→ DOCUMENT EXTRACT
########

The new diagnostic kit was designed, developed and validated by Nigerian scientists.
It holds huge potentials for the country’s plan at scaling up testing for COVID-19, the acting Director-General of National Biotechnology Development Agency (NABDA), Prof Alex Akpa, whose agency produced the kit, said at the launch in Abuja on Thursday.
“The diagnostic kit is a product of cutting-edge biotechnology, which involves the exploitation of molecular biology to design, develop and validate a cost-effective but yet very top-of-the-range kit for COVID-19 testing”, Prof Akpa said.
“The immediate aim is to produce reagents for real-time Polymerase Chain Reaction, PCR, and remember, recently, the lack of reagents stalled work in Kano and molecular diagnosis could no longer take place,’’ Akpa added.
He also recalled that the scarcity of reagents stalled COVID-19 diagnosis in Lagos for many days.

########

→ Stored data entries

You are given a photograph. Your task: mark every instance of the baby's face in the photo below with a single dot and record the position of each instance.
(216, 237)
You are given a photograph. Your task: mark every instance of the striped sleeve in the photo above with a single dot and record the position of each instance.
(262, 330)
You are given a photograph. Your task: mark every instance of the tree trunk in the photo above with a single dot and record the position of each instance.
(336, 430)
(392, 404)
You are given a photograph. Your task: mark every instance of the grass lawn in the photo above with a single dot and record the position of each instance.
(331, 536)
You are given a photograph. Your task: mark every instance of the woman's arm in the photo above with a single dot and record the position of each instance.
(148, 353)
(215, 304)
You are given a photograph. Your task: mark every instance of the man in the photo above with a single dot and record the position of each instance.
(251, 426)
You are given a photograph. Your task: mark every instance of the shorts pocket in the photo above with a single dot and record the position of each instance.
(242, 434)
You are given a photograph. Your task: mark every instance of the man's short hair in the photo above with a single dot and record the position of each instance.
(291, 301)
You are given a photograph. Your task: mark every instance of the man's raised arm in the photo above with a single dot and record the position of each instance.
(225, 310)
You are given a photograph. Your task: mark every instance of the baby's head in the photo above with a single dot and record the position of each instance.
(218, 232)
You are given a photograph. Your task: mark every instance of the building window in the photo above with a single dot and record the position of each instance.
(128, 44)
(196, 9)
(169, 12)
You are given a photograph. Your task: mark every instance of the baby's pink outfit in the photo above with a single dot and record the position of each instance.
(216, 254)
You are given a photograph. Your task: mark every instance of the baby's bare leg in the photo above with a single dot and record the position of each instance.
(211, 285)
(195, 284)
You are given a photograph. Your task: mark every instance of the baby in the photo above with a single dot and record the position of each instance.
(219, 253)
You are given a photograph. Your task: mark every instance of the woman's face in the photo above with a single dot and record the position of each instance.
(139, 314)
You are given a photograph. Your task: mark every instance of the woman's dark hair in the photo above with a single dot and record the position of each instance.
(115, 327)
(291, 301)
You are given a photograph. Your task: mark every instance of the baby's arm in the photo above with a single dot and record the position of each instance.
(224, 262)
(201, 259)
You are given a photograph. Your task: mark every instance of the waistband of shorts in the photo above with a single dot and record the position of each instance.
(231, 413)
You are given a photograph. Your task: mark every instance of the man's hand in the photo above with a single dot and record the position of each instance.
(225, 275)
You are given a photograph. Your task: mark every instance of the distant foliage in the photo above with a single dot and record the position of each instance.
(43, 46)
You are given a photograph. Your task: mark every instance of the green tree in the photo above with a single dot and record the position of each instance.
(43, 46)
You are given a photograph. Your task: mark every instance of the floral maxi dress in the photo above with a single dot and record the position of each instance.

########

→ THE PROBLEM
Could you edit the COVID-19 test kit passage between "The new diagnostic" and "place,’’ Akpa added.", inclusive, so that "cost-effective" becomes "affordable"?

→ SOLVED EXERCISE
The new diagnostic kit was designed, developed and validated by Nigerian scientists.
It holds huge potentials for the country’s plan at scaling up testing for COVID-19, the acting Director-General of National Biotechnology Development Agency (NABDA), Prof Alex Akpa, whose agency produced the kit, said at the launch in Abuja on Thursday.
“The diagnostic kit is a product of cutting-edge biotechnology, which involves the exploitation of molecular biology to design, develop and validate a affordable but yet very top-of-the-range kit for COVID-19 testing”, Prof Akpa said.
“The immediate aim is to produce reagents for real-time Polymerase Chain Reaction, PCR, and remember, recently, the lack of reagents stalled work in Kano and molecular diagnosis could no longer take place,’’ Akpa added.